A run of records -
▼▼▼

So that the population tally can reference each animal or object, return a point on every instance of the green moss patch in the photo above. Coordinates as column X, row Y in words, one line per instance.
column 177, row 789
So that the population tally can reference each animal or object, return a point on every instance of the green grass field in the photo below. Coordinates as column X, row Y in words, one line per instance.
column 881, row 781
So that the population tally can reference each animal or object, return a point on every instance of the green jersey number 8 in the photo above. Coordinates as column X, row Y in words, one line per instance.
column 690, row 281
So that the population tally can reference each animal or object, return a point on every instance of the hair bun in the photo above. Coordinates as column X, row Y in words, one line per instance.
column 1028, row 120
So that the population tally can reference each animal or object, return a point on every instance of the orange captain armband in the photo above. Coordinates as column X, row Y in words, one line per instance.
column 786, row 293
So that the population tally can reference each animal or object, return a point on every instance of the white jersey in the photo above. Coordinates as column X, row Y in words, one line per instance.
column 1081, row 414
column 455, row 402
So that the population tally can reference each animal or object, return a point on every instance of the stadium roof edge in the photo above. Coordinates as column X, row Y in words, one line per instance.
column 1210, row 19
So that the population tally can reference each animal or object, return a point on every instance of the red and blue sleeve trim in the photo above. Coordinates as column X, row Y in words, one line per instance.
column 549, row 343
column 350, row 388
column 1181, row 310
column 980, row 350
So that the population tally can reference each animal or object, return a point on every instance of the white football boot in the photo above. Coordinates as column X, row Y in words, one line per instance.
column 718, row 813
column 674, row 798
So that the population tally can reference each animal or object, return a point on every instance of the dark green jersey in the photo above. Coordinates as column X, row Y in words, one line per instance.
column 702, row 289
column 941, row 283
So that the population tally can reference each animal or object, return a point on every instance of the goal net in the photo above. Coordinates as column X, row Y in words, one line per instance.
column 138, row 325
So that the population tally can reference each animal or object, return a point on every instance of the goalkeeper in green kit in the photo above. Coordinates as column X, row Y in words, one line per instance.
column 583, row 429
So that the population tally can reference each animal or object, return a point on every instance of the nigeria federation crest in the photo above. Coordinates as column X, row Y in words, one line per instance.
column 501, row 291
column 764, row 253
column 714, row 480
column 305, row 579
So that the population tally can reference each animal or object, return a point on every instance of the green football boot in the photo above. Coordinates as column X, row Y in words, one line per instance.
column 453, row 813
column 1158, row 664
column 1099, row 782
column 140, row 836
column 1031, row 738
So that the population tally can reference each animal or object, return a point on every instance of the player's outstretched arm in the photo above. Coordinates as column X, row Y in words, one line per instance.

▲▲▲

Given exercise -
In the lines above, starting with the one that contains "of the orange" and ending with the one that contains "column 455, row 402", change "population tally" to "headcount log" and leave everything else as it is. Return only those lines.

The answer -
So that the headcount log can reference each animal or object, return a point on every instance of the orange captain armband in the photo above. Coordinates as column X, row Y in words, one line per instance.
column 786, row 293
So that the headcount log can reference each animal or object, return a point on every instance of the white jersey in the photo above. Coordinates as column X, row Y in words, one line per instance.
column 1081, row 414
column 455, row 402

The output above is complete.